# Goal
Convert the lines below into a JSON list of strings, starting at the line containing "Pointing guideline: for each instance of the thorny" and running through the final line of the rows. Include both of those lines, use one string per line, and omit blank lines.

# Input data

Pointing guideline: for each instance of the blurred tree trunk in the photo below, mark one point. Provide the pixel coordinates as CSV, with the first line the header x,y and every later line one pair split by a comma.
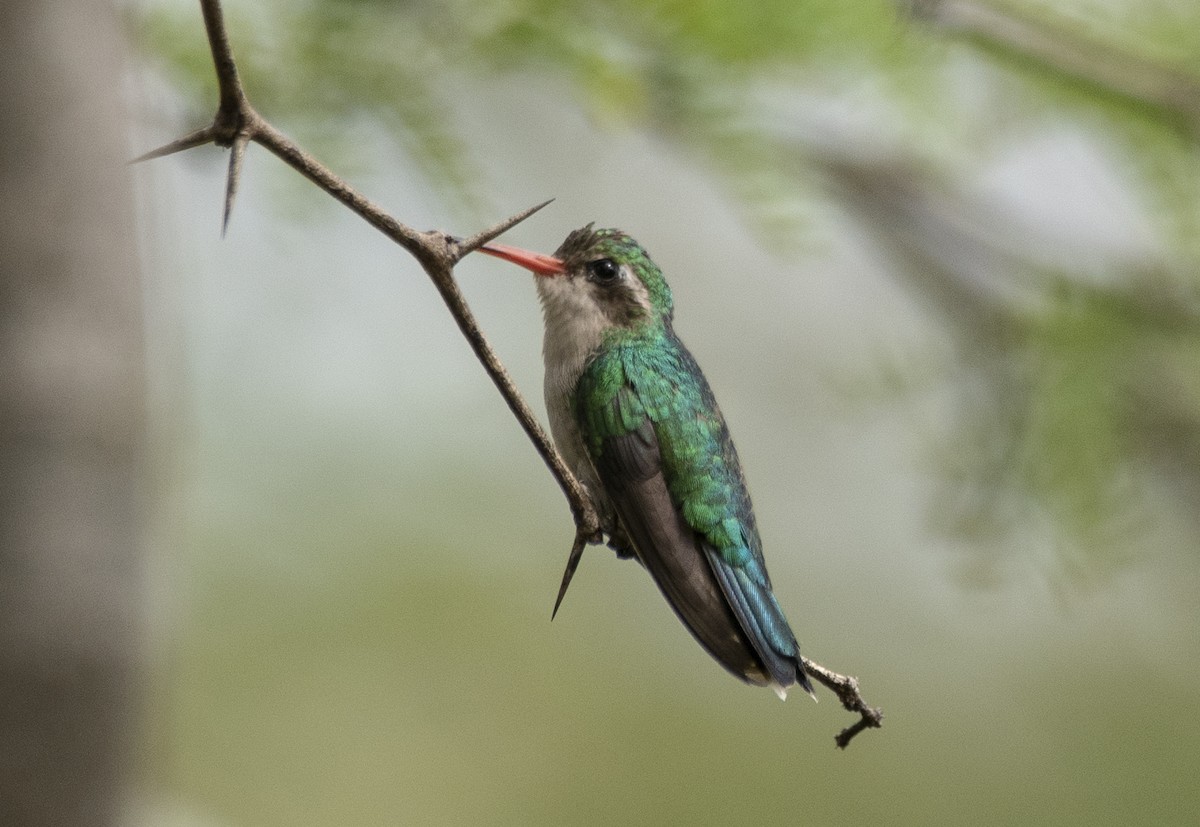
x,y
71,415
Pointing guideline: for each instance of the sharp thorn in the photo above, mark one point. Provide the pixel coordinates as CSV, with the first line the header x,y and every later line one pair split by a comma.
x,y
197,138
486,235
573,563
237,151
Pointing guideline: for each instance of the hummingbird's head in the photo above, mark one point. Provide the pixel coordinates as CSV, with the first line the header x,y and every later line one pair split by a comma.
x,y
599,279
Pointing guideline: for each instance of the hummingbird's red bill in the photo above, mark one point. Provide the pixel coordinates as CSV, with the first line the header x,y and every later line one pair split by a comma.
x,y
539,263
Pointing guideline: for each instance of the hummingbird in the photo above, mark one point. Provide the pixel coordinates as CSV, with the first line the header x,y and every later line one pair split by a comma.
x,y
635,419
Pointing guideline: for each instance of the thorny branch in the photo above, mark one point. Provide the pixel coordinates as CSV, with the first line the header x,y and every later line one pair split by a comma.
x,y
237,125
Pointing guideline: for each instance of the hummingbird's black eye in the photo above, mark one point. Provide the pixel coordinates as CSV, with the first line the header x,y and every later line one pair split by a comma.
x,y
604,270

# Result for this task
[
  "Pointing guideline: for each instance of the thorny branch in the photo above, mark one point. Provide the pixel coordinates as CSV, with the first line the header x,y and every later line one pair split by a comma.",
  "x,y",
  "237,125",
  "Pointing guideline: for each instance of the hummingbird's black eye in the photo above, mark one point. Provide the pixel coordinates as CSV, with the first line the header x,y and every later line one pair split by a comma.",
  "x,y",
  "604,270"
]